### TASK TO COMPLETE
Transcribe all the data, leaving each word as it is.

### SUPPLIED RECORDS
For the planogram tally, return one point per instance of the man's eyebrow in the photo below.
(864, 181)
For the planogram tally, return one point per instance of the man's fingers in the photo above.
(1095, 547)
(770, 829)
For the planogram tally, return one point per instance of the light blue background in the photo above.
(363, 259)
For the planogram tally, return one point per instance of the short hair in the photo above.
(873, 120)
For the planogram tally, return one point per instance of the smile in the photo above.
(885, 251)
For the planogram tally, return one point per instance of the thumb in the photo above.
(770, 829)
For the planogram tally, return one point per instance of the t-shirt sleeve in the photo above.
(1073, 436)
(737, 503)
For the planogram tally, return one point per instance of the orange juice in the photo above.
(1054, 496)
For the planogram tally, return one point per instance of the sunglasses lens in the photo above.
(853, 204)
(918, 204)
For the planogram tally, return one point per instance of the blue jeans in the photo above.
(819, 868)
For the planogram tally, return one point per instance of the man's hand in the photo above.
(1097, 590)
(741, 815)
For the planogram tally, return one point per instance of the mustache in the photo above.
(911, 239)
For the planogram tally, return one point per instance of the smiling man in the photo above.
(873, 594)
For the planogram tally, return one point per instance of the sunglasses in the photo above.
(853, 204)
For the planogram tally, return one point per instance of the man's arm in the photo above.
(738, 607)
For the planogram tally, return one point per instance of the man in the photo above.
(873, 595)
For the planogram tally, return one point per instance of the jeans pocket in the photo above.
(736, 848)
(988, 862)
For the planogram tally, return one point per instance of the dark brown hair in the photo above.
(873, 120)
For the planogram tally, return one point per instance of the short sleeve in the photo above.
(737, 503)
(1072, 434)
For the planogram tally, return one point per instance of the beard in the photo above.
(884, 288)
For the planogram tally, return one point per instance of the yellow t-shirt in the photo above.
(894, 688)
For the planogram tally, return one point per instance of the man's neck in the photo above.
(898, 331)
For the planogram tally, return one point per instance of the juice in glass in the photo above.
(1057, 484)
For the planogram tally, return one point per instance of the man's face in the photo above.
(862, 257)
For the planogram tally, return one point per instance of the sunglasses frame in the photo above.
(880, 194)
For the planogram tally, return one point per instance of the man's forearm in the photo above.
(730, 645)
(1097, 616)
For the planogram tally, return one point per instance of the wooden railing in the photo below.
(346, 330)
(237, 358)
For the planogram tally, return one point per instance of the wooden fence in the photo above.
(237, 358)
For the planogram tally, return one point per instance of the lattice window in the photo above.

### RESPONSE BELOW
For the planogram tally, return one point per instance of the man's eyebrow in the photo below.
(864, 181)
For the planogram tally, return one point per instance of the man's fingers in the photo above.
(1095, 547)
(770, 829)
For the planogram tally, return one point per instance of the light blue background in the photo above.
(363, 259)
For the planogram tally, return one point per instance of the short hair in the photo above.
(873, 120)
For the planogram tally, return one point per instance of the smile in the photo above.
(885, 251)
For the planogram tally, return one point per instance of the thumb in the photo above.
(770, 829)
For the planogram tally, return one point per instance of the t-shirt sleeve in the photo above.
(1073, 436)
(737, 503)
For the planogram tally, return one point per instance of the orange juice in the photo above.
(1054, 496)
For the planogram tally, return one point per instance of the sunglasses lens in the photo above.
(853, 204)
(918, 204)
For the planogram tally, return one point per instance of the blue jeans in the photo above.
(819, 868)
For the planogram tally, return one point per instance of the man's hand in the photo above.
(1097, 590)
(741, 815)
For the planogram tally, return one point per instance of the mustache in the photo above.
(911, 239)
For the planogram tally, return one point per instance of the smiling man in the photo above.
(873, 594)
For the planogram tally, return one point per instance of the sunglasses in the photo above.
(853, 204)
For the planogram tally, return one point per instance of the man's arm in the photo above.
(738, 607)
For the planogram tally, return one point per instance of the man in the photo above.
(873, 595)
For the planogram tally, return one point per instance of the jeans pocket in the photo above.
(736, 848)
(988, 862)
For the planogram tally, return one point per instance of the dark brown hair in the photo above.
(873, 120)
For the planogram tally, return one point per instance of the short sleeve in the photo above.
(737, 503)
(1072, 434)
For the planogram tally, return one point per instance of the beard in the photo above.
(884, 288)
For the planogram tally, return one point per instance of the yellow t-shirt in the photo above.
(894, 688)
For the planogram tally, return one point per instance of the man's neck in the photo above.
(898, 331)
For the planogram tally, return one point per instance of the juice in glass in the photo above.
(1057, 484)
For the planogram tally, return one point per instance of the man's face in the photo above.
(862, 257)
For the planogram tally, return one point per instance of the sunglasses frame in the photo above.
(880, 194)
For the planogram tally, return one point per instance of the man's forearm in the photo above.
(730, 645)
(1097, 616)
For the planogram tally, return one point per instance of the wooden railing in the photo below.
(346, 330)
(237, 358)
For the planogram tally, return one point per instance of the wooden fence in the photo above.
(237, 358)
For the planogram tally, return one point per instance of the lattice window in the photo above.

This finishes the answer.